(Referring expression data)
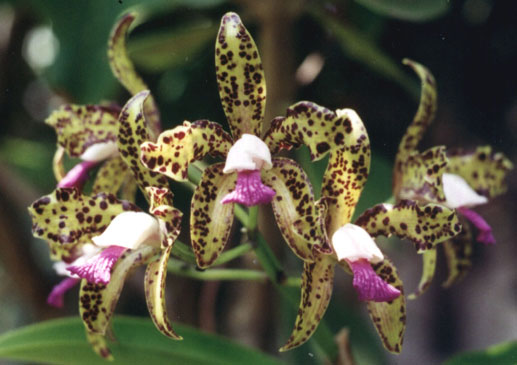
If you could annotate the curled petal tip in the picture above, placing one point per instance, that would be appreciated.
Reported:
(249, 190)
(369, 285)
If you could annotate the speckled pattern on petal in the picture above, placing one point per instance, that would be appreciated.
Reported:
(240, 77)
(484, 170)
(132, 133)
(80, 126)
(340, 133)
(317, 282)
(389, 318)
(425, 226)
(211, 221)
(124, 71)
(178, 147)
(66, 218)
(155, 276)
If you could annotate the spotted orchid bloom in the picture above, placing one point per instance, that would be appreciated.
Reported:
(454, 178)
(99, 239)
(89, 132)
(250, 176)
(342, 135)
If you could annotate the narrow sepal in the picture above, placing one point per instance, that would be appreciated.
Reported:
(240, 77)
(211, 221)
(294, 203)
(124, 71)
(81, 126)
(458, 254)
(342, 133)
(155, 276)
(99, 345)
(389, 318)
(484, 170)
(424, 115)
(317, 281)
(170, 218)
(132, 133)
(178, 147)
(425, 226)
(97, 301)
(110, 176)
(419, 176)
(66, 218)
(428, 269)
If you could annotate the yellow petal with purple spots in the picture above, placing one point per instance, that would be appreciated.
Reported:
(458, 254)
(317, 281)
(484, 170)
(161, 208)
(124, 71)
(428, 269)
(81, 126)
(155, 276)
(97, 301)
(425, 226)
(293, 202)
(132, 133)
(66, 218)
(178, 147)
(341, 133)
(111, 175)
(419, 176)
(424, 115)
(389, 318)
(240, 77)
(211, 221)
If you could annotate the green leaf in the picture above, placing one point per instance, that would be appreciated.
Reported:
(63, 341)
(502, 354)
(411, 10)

### Directions for this task
Search the entries for the word "placing" and pick out every line that holds it.

### Result for this exercise
If you could annotate the curled petal tip in the picture above, placing one point per instance, that would be appreciated.
If you could annotate the speckled pattern on petal in the picture above, placing one point per instance, that would be appreciated.
If you could annotate the spotted orchid bloom in the picture above, placing one point per instance, that would be appreciated.
If you could annotate the narrow sepal in the picture above, placing one point per instance, that would be appreciated.
If you could annotate the yellow petal with purple spots in the picture above, placing one point per instance, that would be appreciated.
If you could annotate the green leaf in the picture above, placing one point per instance, that would be appreciated.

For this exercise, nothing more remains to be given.